• **Reading passage**
The whole of John’s gospel record revolves around showing that Jesus was God in the flesh.
John catalogs episode after episode giving evidence to this truth. In just the first two chapters, he explains how Jesus saw and knew Nathanael before he had been called by Philip to join them and pointed to much greater things that they would see (John 1.47-51). John recorded the miraculous transformation of many gallons of water becoming wine (2.1-11). He recorded the way that Jesus walked into the temple and cleaned house—as though he (or his Father) owned the place (2.12-22).
And through the rest of the book, He relays occurrence after incident where the power of Jesus as God in the flesh was evident.
But here in the end of chapter 2, there is a brief note—sort of a commentary that John offered, that illustrates another dimension of who he was:
Now when he was in Jerusalem at the Passover Feast, many believed in his name when they saw the signs that he was doing. But Jesus on his part did not entrust himself to them, because he knew all people and needed no one to bear witness about man, for he himself knew what was in man.

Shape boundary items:
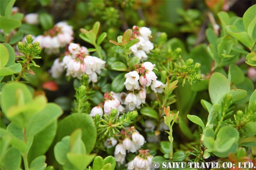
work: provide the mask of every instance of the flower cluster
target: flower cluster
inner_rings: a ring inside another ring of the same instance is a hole
[[[69,52],[66,53],[61,63],[59,59],[54,61],[50,71],[52,77],[59,77],[61,75],[60,71],[63,71],[64,69],[66,68],[66,76],[71,76],[81,79],[82,76],[86,73],[89,82],[97,82],[96,73],[101,73],[101,69],[104,67],[105,61],[96,57],[89,55],[87,48],[78,44],[71,43],[68,48]]]
[[[149,40],[151,37],[151,31],[146,27],[139,27],[134,25],[133,27],[133,38],[139,38],[140,42],[130,48],[134,55],[140,59],[144,60],[148,58],[146,54],[150,52],[150,50],[154,48],[154,44]]]
[[[116,162],[123,164],[126,155],[126,151],[135,153],[144,144],[145,139],[134,126],[122,130],[121,133],[123,139],[119,140],[119,143],[116,146],[114,156]]]
[[[65,47],[74,39],[73,33],[72,26],[66,22],[60,22],[44,35],[37,36],[34,40],[40,43],[40,46],[45,48],[47,54],[57,54],[60,52],[60,48]]]
[[[139,150],[140,154],[126,165],[127,169],[129,170],[154,169],[152,164],[153,156],[149,154],[148,151],[148,150]]]

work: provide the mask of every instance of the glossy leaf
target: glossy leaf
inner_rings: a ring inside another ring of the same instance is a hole
[[[2,44],[4,45],[7,48],[8,51],[9,52],[9,59],[7,64],[5,65],[5,67],[8,67],[11,66],[15,64],[15,52],[14,52],[13,47],[10,46],[10,44],[5,43],[3,43]],[[1,56],[2,56],[1,55]],[[0,74],[1,73],[0,72]]]
[[[19,151],[11,147],[6,151],[1,162],[5,170],[21,170],[20,166],[22,162],[22,156]]]
[[[102,157],[100,156],[96,156],[93,161],[93,169],[94,170],[101,170],[105,164]]]
[[[256,24],[256,5],[252,6],[246,10],[243,16],[243,21],[245,31],[251,37]]]
[[[121,73],[117,76],[112,82],[111,88],[112,90],[116,93],[121,92],[125,88],[125,73]]]
[[[39,156],[32,161],[29,166],[31,170],[43,170],[47,164],[45,163],[46,157],[44,155]]]
[[[143,115],[153,118],[154,119],[158,119],[157,112],[154,109],[152,109],[151,107],[143,107],[140,109],[140,113]]]
[[[209,93],[213,104],[217,104],[222,97],[230,90],[229,82],[222,74],[213,73],[209,82]]]
[[[114,170],[116,167],[116,159],[112,156],[108,156],[104,159],[104,163],[106,164],[110,164],[112,166],[112,170]]]
[[[228,80],[230,83],[239,84],[244,81],[245,76],[241,69],[237,65],[232,64],[229,66]]]
[[[86,113],[73,113],[60,121],[58,124],[56,141],[70,135],[76,129],[82,130],[82,140],[86,146],[87,153],[90,153],[96,141],[97,132],[93,120]]]
[[[38,17],[38,19],[41,26],[45,30],[48,30],[53,27],[53,18],[48,13],[40,14]]]
[[[228,25],[226,29],[228,34],[241,42],[242,43],[249,48],[253,46],[254,41],[246,32],[239,32],[234,25]]]
[[[204,129],[205,126],[204,126],[204,124],[202,120],[199,117],[196,116],[196,115],[187,115],[188,119],[190,120],[191,122],[196,124],[198,124],[200,126],[202,127],[203,129],[203,130]]]
[[[10,57],[8,49],[2,44],[0,44],[0,68],[2,68],[7,63]]]

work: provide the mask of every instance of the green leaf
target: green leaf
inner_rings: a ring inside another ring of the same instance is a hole
[[[45,163],[46,157],[43,155],[39,156],[32,161],[29,166],[29,169],[31,170],[44,170],[47,166]]]
[[[208,115],[208,118],[207,118],[207,123],[206,124],[206,126],[209,125],[211,123],[213,122],[214,119],[218,115],[218,113],[220,111],[221,109],[221,106],[220,105],[215,104],[213,105],[210,112],[209,113],[209,115]]]
[[[256,147],[256,142],[244,142],[239,144],[239,145],[246,147]]]
[[[136,44],[138,43],[139,42],[140,42],[140,40],[138,38],[134,38],[133,39],[132,39],[127,44],[126,48],[129,48],[131,46],[133,46]]]
[[[120,61],[117,61],[113,63],[111,65],[111,69],[114,70],[124,71],[128,70],[126,65]]]
[[[214,148],[219,153],[226,152],[239,139],[239,132],[237,129],[231,126],[224,126],[217,133]]]
[[[44,13],[39,14],[38,19],[44,30],[48,30],[53,27],[53,18],[48,13]]]
[[[222,42],[218,45],[219,55],[221,56],[223,56],[223,55],[229,55],[233,44],[234,42],[232,40],[232,38],[230,36],[226,36],[224,37]],[[224,57],[224,56],[225,55]]]
[[[253,82],[252,82],[250,78],[247,77],[245,77],[243,82],[239,84],[237,84],[237,87],[239,89],[246,90],[248,93],[248,94],[244,98],[237,101],[236,103],[242,104],[248,102],[250,100],[250,97],[252,96],[252,94],[254,89],[254,85]],[[255,95],[256,95],[256,94]],[[256,101],[256,100],[255,100],[255,101]]]
[[[205,110],[208,111],[208,112],[210,113],[211,109],[213,107],[213,105],[203,99],[201,100],[201,104]]]
[[[101,170],[101,168],[106,164],[105,164],[103,158],[100,156],[97,156],[93,161],[93,169],[94,170]]]
[[[23,92],[24,103],[32,101],[31,93],[26,85],[18,82],[6,84],[2,88],[1,94],[1,106],[4,113],[7,113],[11,106],[17,105],[16,96],[18,89]]]
[[[85,35],[88,39],[90,40],[90,42],[93,42],[92,44],[93,45],[94,44],[96,40],[96,36],[95,34],[93,32],[87,31],[85,33]]]
[[[253,92],[250,98],[248,107],[249,110],[255,110],[255,105],[256,105],[256,102],[255,101],[256,101],[256,90]]]
[[[0,77],[18,73],[22,71],[22,66],[20,63],[16,63],[8,67],[4,67],[0,69]]]
[[[169,141],[162,141],[160,143],[161,148],[165,154],[169,154],[171,152],[171,144]]]
[[[67,154],[67,157],[69,162],[77,169],[83,170],[93,161],[95,155],[83,155],[69,153]]]
[[[246,137],[256,135],[256,122],[250,122],[245,124]]]
[[[28,162],[44,155],[52,143],[57,131],[57,120],[34,137],[33,143],[28,154]]]
[[[237,65],[232,64],[229,66],[228,80],[230,83],[239,84],[244,81],[245,76],[243,71]]]
[[[111,88],[116,93],[121,92],[125,88],[125,73],[121,73],[117,76],[112,82]]]
[[[54,146],[54,157],[56,160],[60,165],[64,165],[68,160],[66,155],[69,151],[69,136],[65,136],[61,141]]]
[[[107,33],[105,32],[101,33],[97,40],[97,45],[99,46],[106,37],[107,37]]]
[[[11,46],[8,44],[3,43],[2,44],[4,45],[6,48],[7,48],[8,51],[9,52],[9,60],[8,60],[8,62],[6,65],[5,65],[5,67],[8,67],[11,66],[12,65],[15,64],[15,52],[14,52],[14,50]],[[1,56],[2,56],[1,55]],[[19,71],[20,72],[20,71]]]
[[[61,120],[58,125],[55,141],[60,141],[63,137],[70,135],[78,128],[82,130],[82,139],[86,146],[86,153],[89,153],[93,149],[97,132],[93,120],[87,114],[73,113]]]
[[[107,164],[102,167],[102,170],[112,170],[112,165],[111,164]]]
[[[4,12],[4,16],[7,18],[10,18],[11,16],[11,8],[13,8],[13,4],[14,3],[15,3],[15,1],[16,1],[16,0],[11,0],[9,1],[6,6]]]
[[[243,21],[245,31],[251,37],[256,24],[256,5],[252,6],[246,10],[243,16]]]
[[[25,34],[31,34],[38,36],[42,34],[41,30],[36,25],[24,23],[19,28]]]
[[[239,32],[234,25],[228,25],[226,27],[226,29],[228,34],[239,40],[248,48],[251,48],[253,46],[254,42],[247,32]]]
[[[188,119],[190,120],[191,122],[195,123],[196,124],[198,124],[200,126],[202,127],[202,128],[203,129],[203,130],[204,130],[205,126],[204,126],[204,122],[203,122],[203,121],[199,117],[196,116],[196,115],[187,115],[187,117]]]
[[[213,153],[219,157],[227,157],[229,154],[230,154],[231,152],[235,153],[237,152],[238,150],[238,143],[237,142],[235,142],[233,144],[233,145],[231,146],[228,150],[225,152],[220,153],[216,151],[214,151]]]
[[[21,30],[19,30],[11,37],[8,43],[11,45],[21,40],[23,37],[23,32]]]
[[[97,36],[97,34],[98,34],[98,32],[99,32],[99,29],[100,25],[101,23],[99,21],[95,22],[93,25],[92,30],[95,36]]]
[[[19,151],[11,147],[5,152],[3,157],[1,157],[5,170],[21,170],[20,166],[22,157]]]
[[[32,116],[27,125],[27,138],[34,136],[52,124],[62,114],[61,108],[53,103],[48,103],[39,113]]]
[[[247,92],[245,90],[241,89],[234,89],[230,90],[223,94],[218,101],[217,104],[220,104],[223,101],[224,98],[228,94],[232,96],[232,101],[233,102],[234,102],[246,96],[247,95]]]
[[[21,24],[20,21],[17,19],[0,16],[0,28],[6,34],[9,34],[12,29],[19,27]]]
[[[256,53],[254,51],[247,55],[245,63],[251,66],[256,66]]]
[[[218,13],[218,16],[222,23],[222,36],[228,35],[225,27],[226,26],[230,24],[230,19],[228,13],[224,11],[221,11]]]
[[[140,59],[137,57],[133,57],[129,59],[128,61],[128,66],[130,69],[134,68],[135,65],[138,64],[140,62]]]
[[[173,154],[172,160],[174,161],[182,161],[187,157],[187,154],[184,151],[178,151]]]
[[[112,165],[112,170],[114,170],[116,167],[116,159],[112,156],[108,156],[104,159],[104,163],[106,164],[110,164]]]
[[[209,82],[209,93],[211,103],[217,104],[222,97],[230,90],[229,82],[220,73],[213,73]]]
[[[24,14],[17,13],[11,16],[10,18],[17,19],[19,21],[20,21],[22,18],[23,18],[23,17],[24,17]]]
[[[126,42],[128,44],[130,41],[131,37],[131,34],[132,33],[132,31],[131,29],[128,29],[125,31],[125,32],[123,35],[123,38],[122,38],[122,42]]]
[[[144,107],[140,109],[140,113],[143,115],[153,118],[155,119],[158,119],[157,112],[154,109],[150,107]]]
[[[214,33],[213,29],[212,28],[208,28],[206,29],[205,33],[206,34],[206,37],[207,40],[210,43],[210,44],[212,44],[215,47],[215,48],[217,48],[217,39],[218,37]]]
[[[7,63],[10,57],[8,49],[2,44],[0,44],[0,68],[2,69]]]

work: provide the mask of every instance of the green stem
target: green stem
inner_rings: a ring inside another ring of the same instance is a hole
[[[220,120],[219,120],[219,122],[218,126],[217,126],[217,128],[216,128],[216,129],[215,129],[215,131],[214,131],[214,133],[215,133],[215,134],[218,132],[218,130],[219,130],[219,127],[220,127],[220,126],[222,124],[222,122],[223,121],[223,119],[224,119],[224,115],[225,115],[225,112],[223,112],[223,113],[224,114],[222,114],[222,116],[220,118]]]
[[[24,166],[25,166],[25,169],[26,170],[28,170],[29,169],[28,167],[28,162],[27,153],[26,153],[25,155],[22,155],[23,158],[23,161],[24,161]]]
[[[102,56],[102,55],[101,55],[101,51],[99,48],[99,46],[98,46],[96,44],[95,44],[94,47],[95,47],[95,48],[96,49],[96,51],[97,52],[97,53],[99,55],[99,58],[100,58],[101,59],[102,59],[103,58],[103,56]]]

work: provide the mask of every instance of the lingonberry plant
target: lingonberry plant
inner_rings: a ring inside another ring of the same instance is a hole
[[[255,168],[256,4],[24,1],[1,2],[1,170]]]

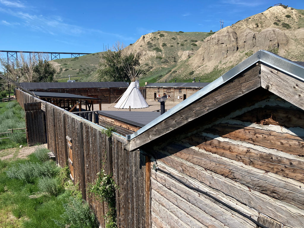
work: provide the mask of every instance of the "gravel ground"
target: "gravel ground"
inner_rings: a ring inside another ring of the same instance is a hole
[[[25,158],[27,155],[34,152],[38,147],[47,148],[47,144],[33,146],[32,147],[24,147],[22,148],[10,148],[0,150],[0,159],[2,160],[10,160],[16,158]]]
[[[153,112],[161,109],[161,104],[159,102],[155,101],[146,101],[149,106],[144,109],[131,109],[131,112]],[[174,107],[179,103],[177,102],[167,101],[165,103],[165,109],[167,110]],[[103,111],[126,111],[128,109],[119,109],[114,107],[115,104],[103,104],[101,105],[101,109]],[[111,106],[111,105],[112,106]],[[110,107],[109,108],[109,107]],[[99,105],[94,105],[94,110],[99,110]]]

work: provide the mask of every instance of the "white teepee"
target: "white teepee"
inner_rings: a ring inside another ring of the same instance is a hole
[[[123,94],[114,108],[117,109],[128,109],[129,106],[131,109],[142,109],[149,106],[146,102],[139,90],[139,83],[138,79],[145,70],[140,67],[133,65],[130,67],[128,64],[124,64],[125,71],[128,74],[131,80],[127,90]]]
[[[129,106],[131,109],[141,109],[149,106],[139,90],[139,83],[138,81],[130,84],[114,107],[117,109],[128,109]]]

• **Challenge**
What miraculous transformation does the passage on John's gospel say John recorded in chapter 2? None of the items is needed for the work here.

• **Completed task**
Many gallons of water becoming wine (2.1-11).